**Text:**
■ ■ ■

= Thomas Freiler =

Austrian photographer and media artist (born 1962)

Thomas Freiler (born 1962 in Krumbach, Austria) is an Austrian photographer, media artist and university teacher.
== Life and work ==
Thomas Freiler studied philosophy and art history at the University of Vienna. He attended the master class in visual design taught by Professor Tasquil at the University of Applied Arts Vienna and completed his degree there under Tino Erben. Since 1996 he has been teaching photography at universities and art academies; he currently teaches at the Academy of Fine Arts Vienna, where he has headed the Photography Laboratory since 2006. From 2004 to 2008 he served as chairman of the 'Gallery Stadtpark Krems' association.

== Photography ==
Thomas Freiler has been working in the field of art photography since 1985. A central concern of his work is the “analysis or deconstruction of photographic images.” Many of his works deal in an optically experimental way with medial and theoretical aspects of photography: “photographs about photography, about perception, reality, and construction.” This tendency toward optical experimentation can already be seen early in his career. In the text accompanying the promotional award of the State of Austria that Freiler received jointly with Aglaia Konrad in 1989, Herta Wolf noted that the exhibited works were the results of two distinct procedures (experiments) that sought to achieve the same effect: to combine the two-dimensional with the three-dimensional on a flat image plane, to create the illusion of three-dimensional bodies solely through light.

Around 1992, Freiler turned to historical photographic image-making processes and, among other things, photographed a series in Paris using a camera he had specially constructed for this purpose. This media-reflective “historicization of the image subject” does not serve nostalgia, but rather the “visualization of the historicity of the (photographic) image itself.” In an interview about the “La Défense” series (1993), also produced in Paris and shot with a pinhole camera, Thomas Freiler stated that his works could be understood as a “motion of no confidence against a naive use of photography, against the equation of the photographic image with the depicted reality.”

A focus on the technological and industrial conditions of the apparatuses of photography particularly shaped the years from 1992 to 2001. During this period, Thomas Freiler engaged, among other things, with different types of cameras, the image frames predetermined by these cameras, stereoscopic forms of representation, the way tonal gradations involuntarily assemble into motifs, the technical practices of users (whether photographs are developed by the photographer or outsourced as a service), and the depiction of light—not as a neutral element, but as an active agent.

■ ■ ■

**Data excerpt:**
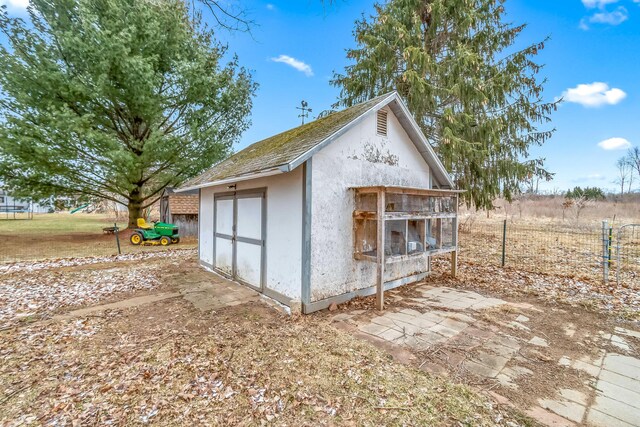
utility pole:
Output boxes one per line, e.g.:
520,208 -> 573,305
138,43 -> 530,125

■ ■ ■

**Required task 1:** According to the Thomas Freiler text, since what year has he headed the Photography Laboratory at the Academy of Fine Arts Vienna?
**Required task 2:** Please output the Thomas Freiler text from "Thomas Freiler (born" up to and including "Stadtpark Krems' association.".
The lines play no part in this work.

**Output 1:** Since 2006.

**Output 2:**
Thomas Freiler (born 1962 in Krumbach, Austria) is an Austrian photographer, media artist and university teacher.
== Life and work ==
Thomas Freiler studied philosophy and art history at the University of Vienna. He attended the master class in visual design taught by Professor Tasquil at the University of Applied Arts Vienna and completed his degree there under Tino Erben. Since 1996 he has been teaching photography at universities and art academies; he currently teaches at the Academy of Fine Arts Vienna, where he has headed the Photography Laboratory since 2006. From 2004 to 2008 he served as chairman of the 'Gallery Stadtpark Krems' association.